Records for the exercise |

## START

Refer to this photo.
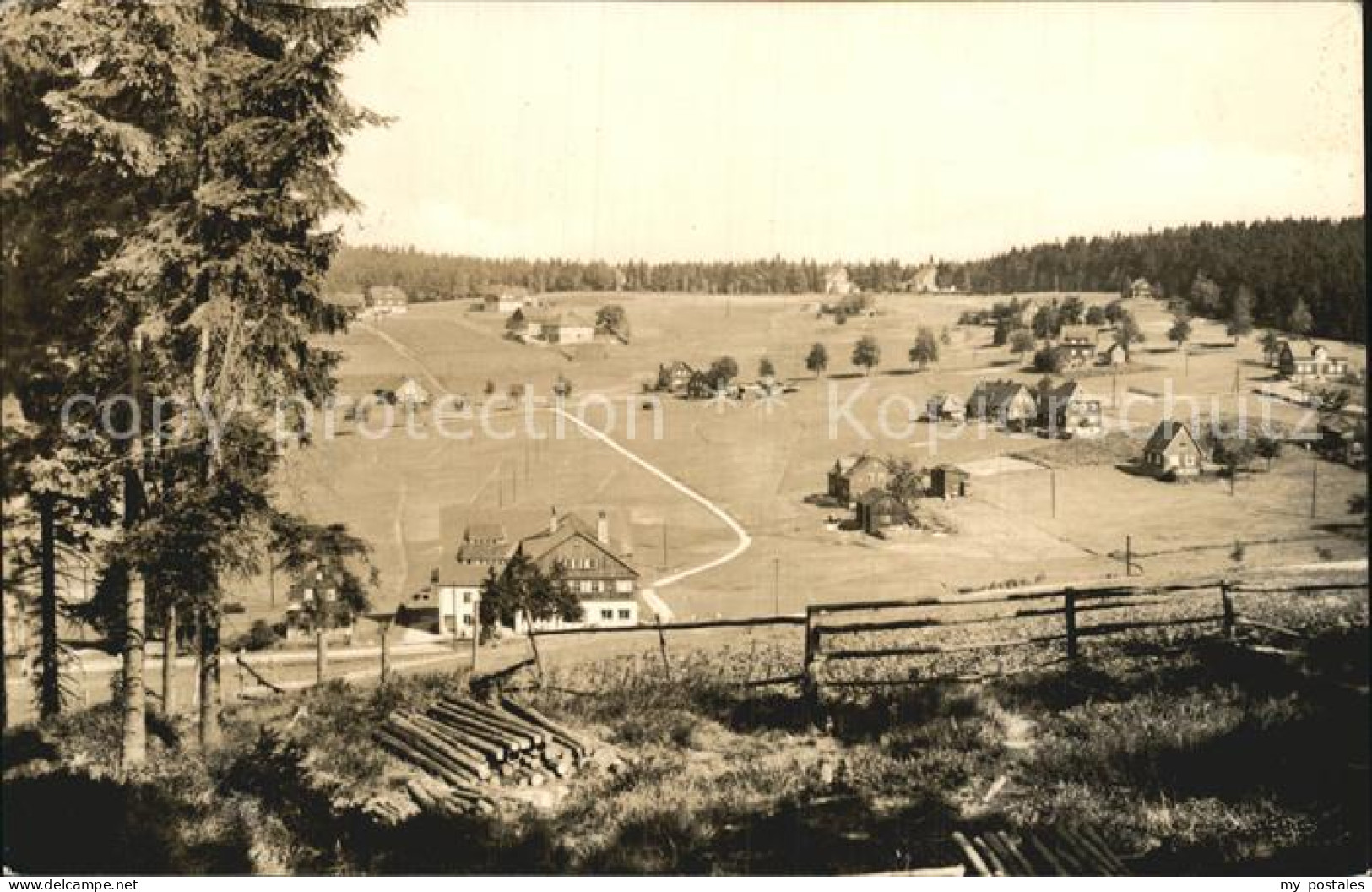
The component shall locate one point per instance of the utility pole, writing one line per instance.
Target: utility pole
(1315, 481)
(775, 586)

## END
## START

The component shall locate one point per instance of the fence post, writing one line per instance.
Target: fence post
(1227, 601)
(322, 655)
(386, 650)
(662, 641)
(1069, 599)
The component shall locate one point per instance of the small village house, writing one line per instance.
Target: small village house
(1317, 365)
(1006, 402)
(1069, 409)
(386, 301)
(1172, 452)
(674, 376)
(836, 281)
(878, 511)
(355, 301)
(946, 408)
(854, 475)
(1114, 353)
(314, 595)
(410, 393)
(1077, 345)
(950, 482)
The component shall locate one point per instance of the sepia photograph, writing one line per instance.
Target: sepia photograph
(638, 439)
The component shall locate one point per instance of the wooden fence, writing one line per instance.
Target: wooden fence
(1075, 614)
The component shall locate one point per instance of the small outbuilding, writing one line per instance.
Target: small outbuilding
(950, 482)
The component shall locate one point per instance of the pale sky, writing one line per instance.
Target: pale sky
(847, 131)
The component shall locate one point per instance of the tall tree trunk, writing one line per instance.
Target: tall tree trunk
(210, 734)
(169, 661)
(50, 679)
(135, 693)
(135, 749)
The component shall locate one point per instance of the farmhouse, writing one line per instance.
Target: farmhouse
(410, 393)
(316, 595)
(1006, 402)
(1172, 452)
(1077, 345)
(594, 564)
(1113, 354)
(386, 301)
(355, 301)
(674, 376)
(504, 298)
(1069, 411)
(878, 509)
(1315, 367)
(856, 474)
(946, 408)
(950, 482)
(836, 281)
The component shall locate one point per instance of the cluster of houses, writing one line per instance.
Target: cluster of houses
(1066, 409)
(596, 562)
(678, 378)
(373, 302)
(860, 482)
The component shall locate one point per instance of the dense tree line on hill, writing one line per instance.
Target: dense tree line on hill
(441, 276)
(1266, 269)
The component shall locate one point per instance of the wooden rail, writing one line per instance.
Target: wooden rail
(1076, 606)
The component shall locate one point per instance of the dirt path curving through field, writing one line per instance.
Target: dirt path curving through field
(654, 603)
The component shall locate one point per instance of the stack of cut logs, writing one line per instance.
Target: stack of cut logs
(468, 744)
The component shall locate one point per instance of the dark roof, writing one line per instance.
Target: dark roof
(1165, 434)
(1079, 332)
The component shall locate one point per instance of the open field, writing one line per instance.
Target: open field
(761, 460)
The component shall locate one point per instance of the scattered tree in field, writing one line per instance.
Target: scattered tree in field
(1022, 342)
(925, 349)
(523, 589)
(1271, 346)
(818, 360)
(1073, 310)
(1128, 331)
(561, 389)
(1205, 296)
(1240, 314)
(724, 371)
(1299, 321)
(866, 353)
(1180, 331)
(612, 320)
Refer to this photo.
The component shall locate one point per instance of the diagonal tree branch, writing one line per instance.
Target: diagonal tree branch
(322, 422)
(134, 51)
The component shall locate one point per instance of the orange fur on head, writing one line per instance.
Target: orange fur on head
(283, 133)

## END

Task goal |
Starting at the line containing "farmhouse, writing one line per instance." and ending at the line containing "(1266, 269)", write out the data again with "component" renamed to "tool" and nothing else changed.

Output for this task |
The tool shall locate one point per instance of the farmhouse, writing one line per instance.
Target: farmhouse
(410, 393)
(316, 595)
(1006, 402)
(1172, 452)
(1077, 345)
(594, 564)
(1113, 354)
(386, 301)
(355, 301)
(674, 376)
(504, 298)
(1069, 411)
(878, 509)
(1315, 367)
(856, 474)
(946, 408)
(950, 482)
(836, 281)
The tool shall locate one point per instance of the cluster of houses, writing one line per instance.
Target: cluster of houses
(1066, 409)
(596, 562)
(678, 378)
(373, 302)
(860, 482)
The tool shall locate one point per instance of the dense tree line on hill, writing one line per instance.
Target: dense tree line on hill
(441, 276)
(1266, 269)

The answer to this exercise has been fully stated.